Work task: Locate "Mark one point on each instance of the chimney" in the records below, then copy its line and every following line exactly, without the pictures.

Source information:
────────────────────────────────────────

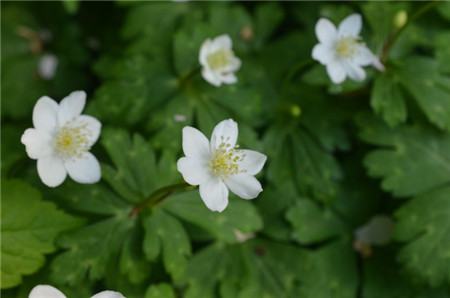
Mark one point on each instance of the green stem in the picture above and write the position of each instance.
(298, 68)
(186, 78)
(393, 38)
(159, 195)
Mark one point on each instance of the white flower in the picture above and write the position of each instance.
(218, 61)
(377, 231)
(45, 291)
(47, 66)
(61, 140)
(342, 50)
(219, 165)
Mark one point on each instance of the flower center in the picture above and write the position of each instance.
(72, 141)
(346, 47)
(225, 161)
(219, 59)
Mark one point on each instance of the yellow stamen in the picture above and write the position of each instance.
(219, 59)
(346, 47)
(72, 141)
(225, 161)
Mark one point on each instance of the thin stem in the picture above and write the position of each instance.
(185, 79)
(298, 68)
(159, 195)
(393, 38)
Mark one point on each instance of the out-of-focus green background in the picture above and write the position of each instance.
(338, 154)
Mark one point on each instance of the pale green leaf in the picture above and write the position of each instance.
(29, 228)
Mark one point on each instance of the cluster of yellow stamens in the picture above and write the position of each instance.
(72, 141)
(225, 160)
(219, 59)
(346, 47)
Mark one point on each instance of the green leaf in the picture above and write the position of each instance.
(422, 79)
(330, 272)
(383, 279)
(254, 269)
(90, 249)
(423, 223)
(296, 155)
(136, 166)
(174, 242)
(27, 235)
(132, 262)
(387, 100)
(408, 152)
(12, 150)
(162, 290)
(138, 85)
(239, 216)
(312, 223)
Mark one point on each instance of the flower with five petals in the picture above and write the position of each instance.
(219, 165)
(61, 139)
(342, 50)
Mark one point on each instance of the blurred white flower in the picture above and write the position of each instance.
(61, 140)
(242, 237)
(47, 66)
(218, 61)
(377, 231)
(342, 50)
(46, 291)
(179, 117)
(219, 165)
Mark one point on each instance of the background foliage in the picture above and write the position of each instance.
(337, 154)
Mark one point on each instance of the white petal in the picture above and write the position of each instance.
(244, 185)
(45, 291)
(204, 52)
(229, 78)
(355, 72)
(45, 114)
(364, 56)
(108, 294)
(336, 72)
(51, 170)
(37, 143)
(351, 25)
(226, 131)
(195, 144)
(214, 194)
(223, 41)
(323, 53)
(71, 106)
(211, 77)
(91, 124)
(326, 31)
(195, 171)
(252, 162)
(233, 66)
(84, 169)
(377, 63)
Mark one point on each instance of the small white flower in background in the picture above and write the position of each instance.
(218, 165)
(61, 140)
(377, 231)
(47, 66)
(45, 291)
(242, 237)
(342, 50)
(218, 61)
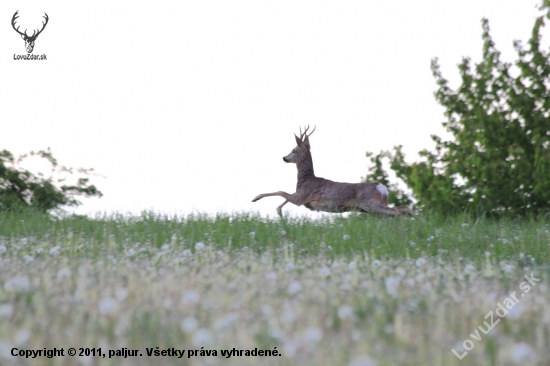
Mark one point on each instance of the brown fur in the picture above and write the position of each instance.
(319, 194)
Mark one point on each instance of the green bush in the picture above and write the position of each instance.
(499, 160)
(20, 189)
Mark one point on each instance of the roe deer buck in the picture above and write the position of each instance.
(319, 194)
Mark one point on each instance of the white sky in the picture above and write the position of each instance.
(186, 105)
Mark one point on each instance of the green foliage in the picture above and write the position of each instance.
(20, 189)
(499, 161)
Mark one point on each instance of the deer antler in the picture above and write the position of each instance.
(305, 132)
(15, 16)
(45, 16)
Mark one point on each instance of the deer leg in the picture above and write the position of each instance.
(408, 211)
(287, 196)
(279, 208)
(377, 207)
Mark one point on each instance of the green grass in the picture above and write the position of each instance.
(332, 291)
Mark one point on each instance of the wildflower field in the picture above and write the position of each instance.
(240, 289)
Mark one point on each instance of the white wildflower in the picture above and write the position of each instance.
(225, 321)
(392, 283)
(121, 293)
(28, 258)
(345, 312)
(294, 287)
(190, 297)
(289, 348)
(22, 336)
(523, 353)
(62, 273)
(324, 271)
(167, 303)
(313, 335)
(420, 262)
(17, 284)
(5, 350)
(267, 310)
(108, 306)
(203, 338)
(6, 310)
(189, 324)
(362, 360)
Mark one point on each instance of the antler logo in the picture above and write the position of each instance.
(29, 40)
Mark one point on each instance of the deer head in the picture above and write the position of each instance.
(29, 40)
(302, 149)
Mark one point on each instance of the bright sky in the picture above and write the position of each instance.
(191, 105)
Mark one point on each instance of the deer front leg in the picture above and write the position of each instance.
(280, 208)
(289, 197)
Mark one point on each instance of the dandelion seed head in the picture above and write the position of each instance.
(345, 312)
(190, 297)
(62, 273)
(313, 335)
(523, 352)
(17, 284)
(108, 306)
(294, 287)
(22, 336)
(324, 271)
(203, 338)
(362, 360)
(189, 324)
(420, 262)
(6, 310)
(28, 258)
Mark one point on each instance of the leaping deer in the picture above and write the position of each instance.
(319, 194)
(29, 40)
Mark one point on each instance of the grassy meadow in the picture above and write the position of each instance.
(358, 290)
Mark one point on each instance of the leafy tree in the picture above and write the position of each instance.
(20, 189)
(499, 161)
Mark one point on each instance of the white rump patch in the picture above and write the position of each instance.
(382, 189)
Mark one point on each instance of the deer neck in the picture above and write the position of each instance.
(305, 168)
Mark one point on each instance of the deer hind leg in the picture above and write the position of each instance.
(287, 196)
(279, 208)
(377, 207)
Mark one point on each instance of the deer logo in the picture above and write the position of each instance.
(29, 40)
(319, 194)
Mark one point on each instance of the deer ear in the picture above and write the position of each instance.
(298, 141)
(306, 142)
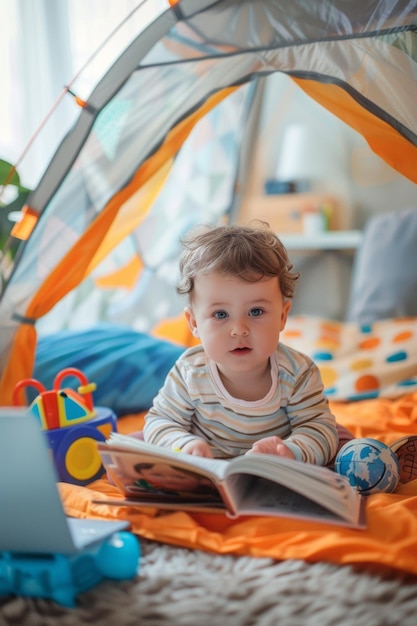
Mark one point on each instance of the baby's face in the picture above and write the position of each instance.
(238, 322)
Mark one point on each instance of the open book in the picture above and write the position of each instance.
(252, 484)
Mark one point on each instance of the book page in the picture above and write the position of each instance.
(317, 483)
(264, 497)
(156, 479)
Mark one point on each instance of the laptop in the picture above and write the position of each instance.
(32, 517)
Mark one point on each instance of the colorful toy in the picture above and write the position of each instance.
(72, 424)
(61, 577)
(370, 465)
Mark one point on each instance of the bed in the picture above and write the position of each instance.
(205, 569)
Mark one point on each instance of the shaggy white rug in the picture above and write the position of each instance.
(175, 586)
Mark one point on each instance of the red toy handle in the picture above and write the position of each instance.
(85, 388)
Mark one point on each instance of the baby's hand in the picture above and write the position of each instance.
(198, 447)
(271, 445)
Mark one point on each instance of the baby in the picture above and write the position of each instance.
(241, 390)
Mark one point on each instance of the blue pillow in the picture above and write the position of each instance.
(128, 367)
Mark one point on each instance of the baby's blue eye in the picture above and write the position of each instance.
(221, 315)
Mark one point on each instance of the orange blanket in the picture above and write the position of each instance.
(389, 540)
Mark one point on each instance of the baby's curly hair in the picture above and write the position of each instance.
(249, 253)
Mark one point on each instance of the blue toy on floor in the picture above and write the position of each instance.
(72, 425)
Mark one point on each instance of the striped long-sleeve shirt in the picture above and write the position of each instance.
(194, 403)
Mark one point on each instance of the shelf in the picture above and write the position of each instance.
(328, 240)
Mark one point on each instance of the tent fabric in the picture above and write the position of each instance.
(197, 60)
(390, 539)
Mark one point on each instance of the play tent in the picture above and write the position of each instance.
(159, 146)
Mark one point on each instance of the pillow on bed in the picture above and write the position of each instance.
(128, 367)
(384, 280)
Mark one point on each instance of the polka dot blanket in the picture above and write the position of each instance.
(358, 361)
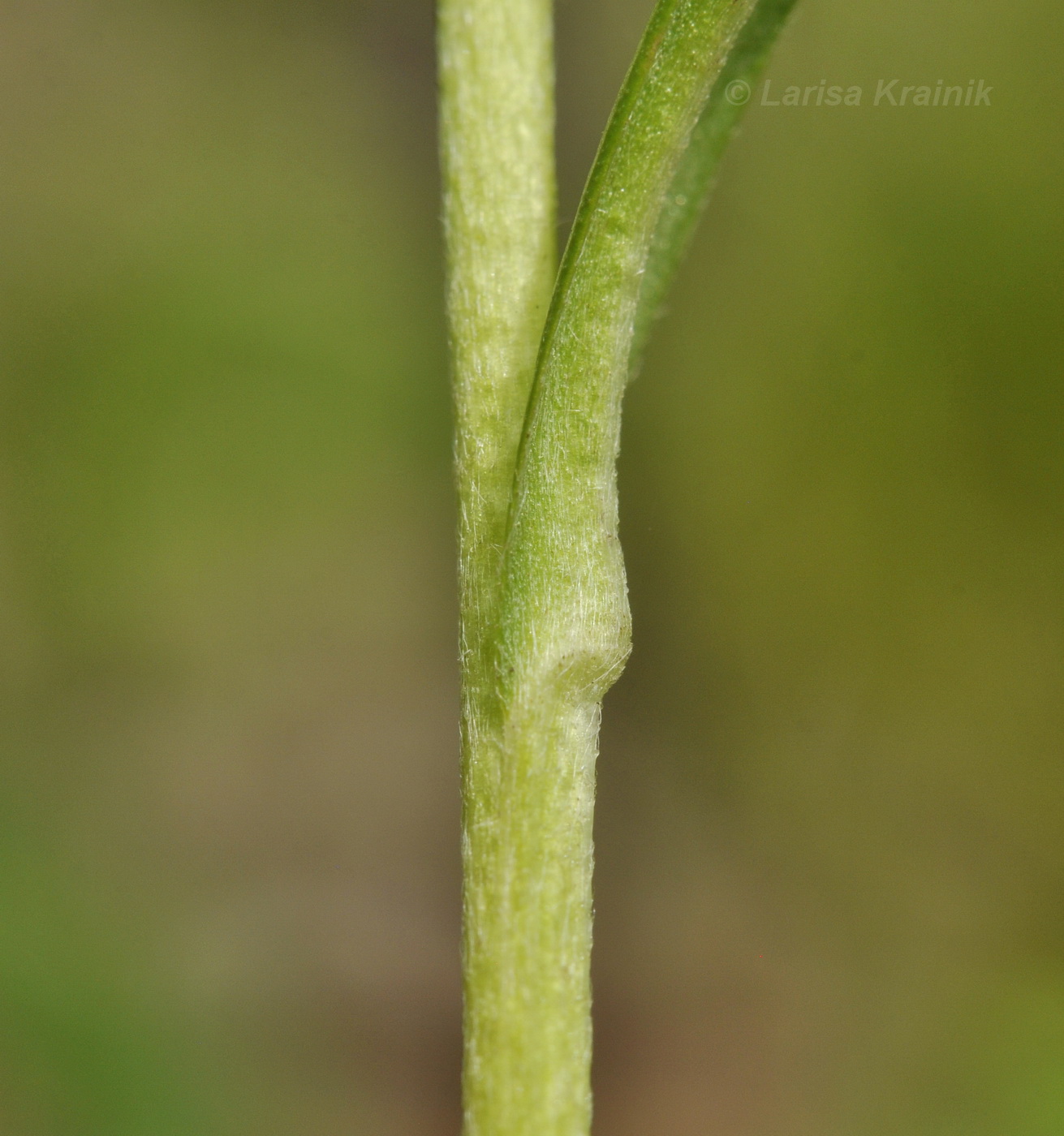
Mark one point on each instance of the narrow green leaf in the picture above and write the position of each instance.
(695, 178)
(563, 619)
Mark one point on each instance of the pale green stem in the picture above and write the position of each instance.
(497, 142)
(544, 600)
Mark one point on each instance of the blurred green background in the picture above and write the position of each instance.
(830, 894)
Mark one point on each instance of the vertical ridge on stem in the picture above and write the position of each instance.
(497, 151)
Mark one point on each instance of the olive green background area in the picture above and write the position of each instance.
(830, 894)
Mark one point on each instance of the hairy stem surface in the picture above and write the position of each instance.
(497, 142)
(545, 619)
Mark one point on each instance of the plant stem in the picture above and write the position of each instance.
(545, 619)
(497, 140)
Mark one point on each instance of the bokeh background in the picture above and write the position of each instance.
(830, 894)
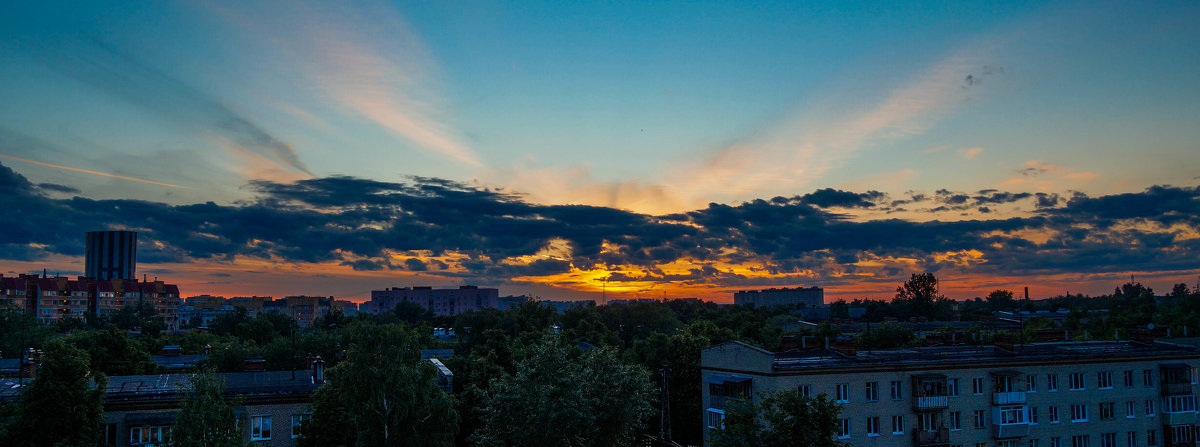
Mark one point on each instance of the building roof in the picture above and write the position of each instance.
(168, 386)
(1041, 352)
(937, 357)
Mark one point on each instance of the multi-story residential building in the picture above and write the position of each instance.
(1045, 394)
(18, 292)
(141, 410)
(439, 301)
(111, 255)
(60, 297)
(798, 297)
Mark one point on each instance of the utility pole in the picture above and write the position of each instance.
(665, 413)
(293, 345)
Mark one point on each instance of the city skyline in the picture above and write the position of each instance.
(577, 150)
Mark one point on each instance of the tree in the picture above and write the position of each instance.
(563, 397)
(918, 297)
(383, 394)
(65, 404)
(204, 418)
(139, 316)
(783, 418)
(113, 352)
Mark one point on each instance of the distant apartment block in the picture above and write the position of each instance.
(798, 297)
(202, 310)
(1061, 394)
(111, 255)
(60, 297)
(441, 301)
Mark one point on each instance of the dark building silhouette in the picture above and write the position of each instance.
(112, 255)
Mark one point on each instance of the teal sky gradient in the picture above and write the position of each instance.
(648, 106)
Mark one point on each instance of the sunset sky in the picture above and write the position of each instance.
(629, 149)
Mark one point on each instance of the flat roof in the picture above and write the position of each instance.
(941, 355)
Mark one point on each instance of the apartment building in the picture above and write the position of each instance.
(797, 297)
(1045, 394)
(441, 301)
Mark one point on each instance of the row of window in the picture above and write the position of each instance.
(1077, 381)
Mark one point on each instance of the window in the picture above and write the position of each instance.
(1182, 435)
(714, 418)
(1108, 440)
(149, 435)
(925, 421)
(805, 391)
(1075, 381)
(1179, 404)
(1012, 415)
(1079, 412)
(261, 428)
(297, 421)
(1107, 412)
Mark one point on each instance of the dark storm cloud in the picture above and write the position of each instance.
(357, 222)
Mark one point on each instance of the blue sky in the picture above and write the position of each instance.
(651, 107)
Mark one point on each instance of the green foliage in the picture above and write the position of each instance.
(65, 404)
(141, 316)
(114, 352)
(563, 397)
(781, 418)
(205, 418)
(384, 394)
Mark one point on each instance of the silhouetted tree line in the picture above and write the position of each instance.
(603, 363)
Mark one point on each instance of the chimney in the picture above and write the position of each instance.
(844, 346)
(318, 370)
(1005, 343)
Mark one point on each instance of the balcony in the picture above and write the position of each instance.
(930, 403)
(1180, 418)
(1176, 388)
(930, 437)
(1011, 430)
(1008, 398)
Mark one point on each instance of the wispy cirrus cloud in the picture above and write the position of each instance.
(361, 57)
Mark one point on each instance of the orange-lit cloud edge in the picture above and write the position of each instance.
(255, 276)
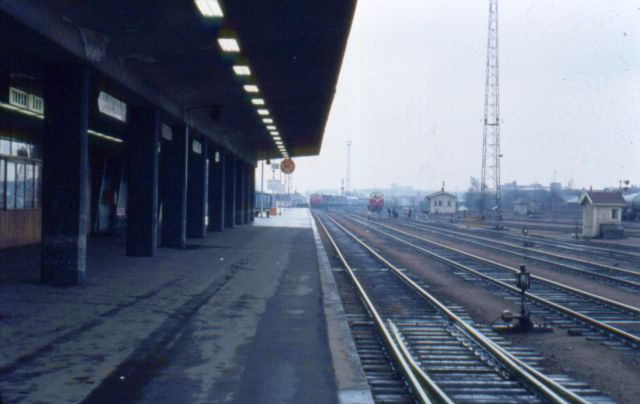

────────────────────────────────────────

Your response:
Mark one point on each instance of the chimney in the picture above and write the position of each instance.
(844, 346)
(318, 370)
(1005, 343)
Mark one point on each instance of the balcony in the picture above and write the position of each instance.
(930, 403)
(1180, 418)
(1176, 388)
(930, 437)
(1011, 430)
(1008, 398)
Mark one point on each instance of the wispy cirrus cloud in the picture above and write the position of each instance.
(361, 57)
Mark one point on each instance of the orange-lit cloud edge in the picture above and write the position of each instance.
(255, 276)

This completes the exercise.